Identify every line below that contains the word "mountain" and copy each of those lines in full.

RECORDS SUPPLIED —
/---
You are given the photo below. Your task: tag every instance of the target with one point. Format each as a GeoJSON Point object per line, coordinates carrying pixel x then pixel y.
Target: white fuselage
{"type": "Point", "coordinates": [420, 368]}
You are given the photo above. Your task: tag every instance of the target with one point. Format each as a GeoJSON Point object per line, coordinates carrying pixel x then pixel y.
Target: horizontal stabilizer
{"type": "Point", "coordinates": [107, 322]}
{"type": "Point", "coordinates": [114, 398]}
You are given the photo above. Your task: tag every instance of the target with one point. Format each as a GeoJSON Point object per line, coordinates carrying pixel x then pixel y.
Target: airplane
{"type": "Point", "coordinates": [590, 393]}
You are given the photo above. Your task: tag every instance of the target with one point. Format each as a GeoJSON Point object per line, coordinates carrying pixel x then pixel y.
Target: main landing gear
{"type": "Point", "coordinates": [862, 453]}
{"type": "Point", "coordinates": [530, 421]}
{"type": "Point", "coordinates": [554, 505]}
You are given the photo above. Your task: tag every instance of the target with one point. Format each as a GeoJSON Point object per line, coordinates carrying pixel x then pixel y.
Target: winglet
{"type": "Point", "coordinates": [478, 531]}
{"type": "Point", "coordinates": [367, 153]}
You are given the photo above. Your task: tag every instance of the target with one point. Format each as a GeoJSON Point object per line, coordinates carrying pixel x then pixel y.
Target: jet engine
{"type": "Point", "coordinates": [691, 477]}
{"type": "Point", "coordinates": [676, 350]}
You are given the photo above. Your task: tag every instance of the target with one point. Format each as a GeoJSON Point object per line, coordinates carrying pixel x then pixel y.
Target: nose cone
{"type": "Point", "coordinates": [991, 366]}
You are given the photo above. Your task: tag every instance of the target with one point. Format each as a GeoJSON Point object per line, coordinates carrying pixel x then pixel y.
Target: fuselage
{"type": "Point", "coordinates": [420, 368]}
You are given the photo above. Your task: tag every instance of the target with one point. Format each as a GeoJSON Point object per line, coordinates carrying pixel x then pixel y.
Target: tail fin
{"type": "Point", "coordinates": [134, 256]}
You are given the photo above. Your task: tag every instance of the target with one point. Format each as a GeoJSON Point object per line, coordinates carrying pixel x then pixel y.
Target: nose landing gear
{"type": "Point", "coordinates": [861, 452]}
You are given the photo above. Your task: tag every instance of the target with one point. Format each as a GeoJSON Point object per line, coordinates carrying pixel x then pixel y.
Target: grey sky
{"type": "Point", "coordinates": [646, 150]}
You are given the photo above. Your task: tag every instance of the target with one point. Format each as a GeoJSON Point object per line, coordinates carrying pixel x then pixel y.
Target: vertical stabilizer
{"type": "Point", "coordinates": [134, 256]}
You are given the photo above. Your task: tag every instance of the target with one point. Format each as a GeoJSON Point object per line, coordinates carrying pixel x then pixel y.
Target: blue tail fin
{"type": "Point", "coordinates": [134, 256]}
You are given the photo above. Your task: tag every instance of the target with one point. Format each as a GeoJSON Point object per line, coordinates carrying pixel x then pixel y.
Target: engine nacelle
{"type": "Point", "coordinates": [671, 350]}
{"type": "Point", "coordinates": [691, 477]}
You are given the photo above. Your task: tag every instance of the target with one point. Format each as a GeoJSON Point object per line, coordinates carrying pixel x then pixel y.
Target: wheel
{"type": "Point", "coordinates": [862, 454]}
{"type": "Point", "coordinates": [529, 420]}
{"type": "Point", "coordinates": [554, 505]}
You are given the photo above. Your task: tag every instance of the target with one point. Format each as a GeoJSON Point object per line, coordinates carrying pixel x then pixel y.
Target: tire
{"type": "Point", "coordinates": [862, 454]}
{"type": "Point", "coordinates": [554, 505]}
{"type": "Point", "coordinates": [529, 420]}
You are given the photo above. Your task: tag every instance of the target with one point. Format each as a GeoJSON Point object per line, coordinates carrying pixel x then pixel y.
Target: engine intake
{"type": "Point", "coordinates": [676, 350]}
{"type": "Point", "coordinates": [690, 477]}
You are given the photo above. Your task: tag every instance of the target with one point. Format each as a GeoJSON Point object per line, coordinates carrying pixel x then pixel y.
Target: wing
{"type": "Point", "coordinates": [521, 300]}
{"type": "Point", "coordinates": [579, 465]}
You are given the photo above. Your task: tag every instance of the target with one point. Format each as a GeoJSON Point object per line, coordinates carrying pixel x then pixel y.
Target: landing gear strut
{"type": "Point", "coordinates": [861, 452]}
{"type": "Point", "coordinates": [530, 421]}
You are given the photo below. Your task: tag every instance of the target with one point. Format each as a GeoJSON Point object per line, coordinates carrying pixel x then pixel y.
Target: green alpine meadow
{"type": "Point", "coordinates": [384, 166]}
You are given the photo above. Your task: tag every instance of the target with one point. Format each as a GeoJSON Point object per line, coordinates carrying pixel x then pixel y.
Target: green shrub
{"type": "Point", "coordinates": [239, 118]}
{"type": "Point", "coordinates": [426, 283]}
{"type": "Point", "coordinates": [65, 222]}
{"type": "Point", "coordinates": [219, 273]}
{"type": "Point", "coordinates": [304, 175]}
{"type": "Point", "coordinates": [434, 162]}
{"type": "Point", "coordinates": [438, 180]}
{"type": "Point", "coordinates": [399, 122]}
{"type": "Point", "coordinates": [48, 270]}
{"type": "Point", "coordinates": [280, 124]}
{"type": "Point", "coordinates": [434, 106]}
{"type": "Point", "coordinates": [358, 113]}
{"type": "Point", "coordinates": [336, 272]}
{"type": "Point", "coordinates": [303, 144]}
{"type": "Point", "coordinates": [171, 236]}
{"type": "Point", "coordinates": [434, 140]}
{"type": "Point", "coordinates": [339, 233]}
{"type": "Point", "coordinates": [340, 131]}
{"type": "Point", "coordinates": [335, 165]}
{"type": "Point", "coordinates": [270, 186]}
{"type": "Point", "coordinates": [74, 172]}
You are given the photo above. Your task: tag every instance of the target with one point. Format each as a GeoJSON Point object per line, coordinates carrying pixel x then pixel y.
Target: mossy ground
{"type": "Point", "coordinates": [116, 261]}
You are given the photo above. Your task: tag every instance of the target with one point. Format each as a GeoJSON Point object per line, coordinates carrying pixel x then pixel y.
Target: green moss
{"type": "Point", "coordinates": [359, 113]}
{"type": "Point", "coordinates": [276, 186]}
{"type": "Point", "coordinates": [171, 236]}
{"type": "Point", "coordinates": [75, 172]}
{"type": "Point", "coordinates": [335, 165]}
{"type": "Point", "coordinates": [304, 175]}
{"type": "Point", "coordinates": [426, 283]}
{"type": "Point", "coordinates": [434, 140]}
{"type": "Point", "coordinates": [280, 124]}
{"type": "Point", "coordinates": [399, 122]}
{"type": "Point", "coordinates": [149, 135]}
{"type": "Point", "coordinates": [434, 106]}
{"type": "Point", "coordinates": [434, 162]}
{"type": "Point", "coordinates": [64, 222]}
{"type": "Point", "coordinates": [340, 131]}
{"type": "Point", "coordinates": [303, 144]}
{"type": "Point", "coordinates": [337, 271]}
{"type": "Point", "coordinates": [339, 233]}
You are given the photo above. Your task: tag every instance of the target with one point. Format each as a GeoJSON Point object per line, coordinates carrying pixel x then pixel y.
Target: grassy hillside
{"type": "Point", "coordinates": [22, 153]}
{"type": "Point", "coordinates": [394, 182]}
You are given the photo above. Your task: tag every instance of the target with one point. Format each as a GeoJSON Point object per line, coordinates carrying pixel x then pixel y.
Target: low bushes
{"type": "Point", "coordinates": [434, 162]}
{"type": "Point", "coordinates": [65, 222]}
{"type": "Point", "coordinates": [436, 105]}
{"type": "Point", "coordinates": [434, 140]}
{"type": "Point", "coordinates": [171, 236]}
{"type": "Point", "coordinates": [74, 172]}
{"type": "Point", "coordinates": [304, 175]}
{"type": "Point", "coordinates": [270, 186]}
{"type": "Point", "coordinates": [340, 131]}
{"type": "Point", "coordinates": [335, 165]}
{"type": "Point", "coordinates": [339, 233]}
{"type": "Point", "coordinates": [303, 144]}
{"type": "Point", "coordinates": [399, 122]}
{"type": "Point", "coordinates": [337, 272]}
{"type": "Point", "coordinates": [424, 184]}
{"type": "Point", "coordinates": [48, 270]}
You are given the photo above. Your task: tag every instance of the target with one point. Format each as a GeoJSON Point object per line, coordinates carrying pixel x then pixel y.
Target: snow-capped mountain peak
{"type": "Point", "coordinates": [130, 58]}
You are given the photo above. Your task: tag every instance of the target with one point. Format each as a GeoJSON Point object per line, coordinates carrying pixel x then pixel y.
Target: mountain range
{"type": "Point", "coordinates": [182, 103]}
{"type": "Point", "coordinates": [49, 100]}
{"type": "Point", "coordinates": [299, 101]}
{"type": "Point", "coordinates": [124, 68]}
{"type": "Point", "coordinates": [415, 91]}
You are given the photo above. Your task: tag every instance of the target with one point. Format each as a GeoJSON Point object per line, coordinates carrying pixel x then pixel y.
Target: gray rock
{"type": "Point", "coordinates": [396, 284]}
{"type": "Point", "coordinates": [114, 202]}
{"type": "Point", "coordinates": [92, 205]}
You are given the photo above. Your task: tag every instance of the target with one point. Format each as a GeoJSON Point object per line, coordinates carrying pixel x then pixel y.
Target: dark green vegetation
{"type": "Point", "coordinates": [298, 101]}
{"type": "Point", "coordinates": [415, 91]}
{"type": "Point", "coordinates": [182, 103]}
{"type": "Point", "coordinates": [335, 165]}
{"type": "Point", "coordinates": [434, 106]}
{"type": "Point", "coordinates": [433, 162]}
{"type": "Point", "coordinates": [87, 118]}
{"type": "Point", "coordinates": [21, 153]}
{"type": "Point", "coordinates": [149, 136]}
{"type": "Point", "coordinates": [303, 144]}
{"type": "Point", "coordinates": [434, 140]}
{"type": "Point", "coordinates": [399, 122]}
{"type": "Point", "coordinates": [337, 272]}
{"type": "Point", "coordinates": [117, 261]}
\---
FULL RESPONSE —
Target: snow-capped mountain peak
Target: mountain range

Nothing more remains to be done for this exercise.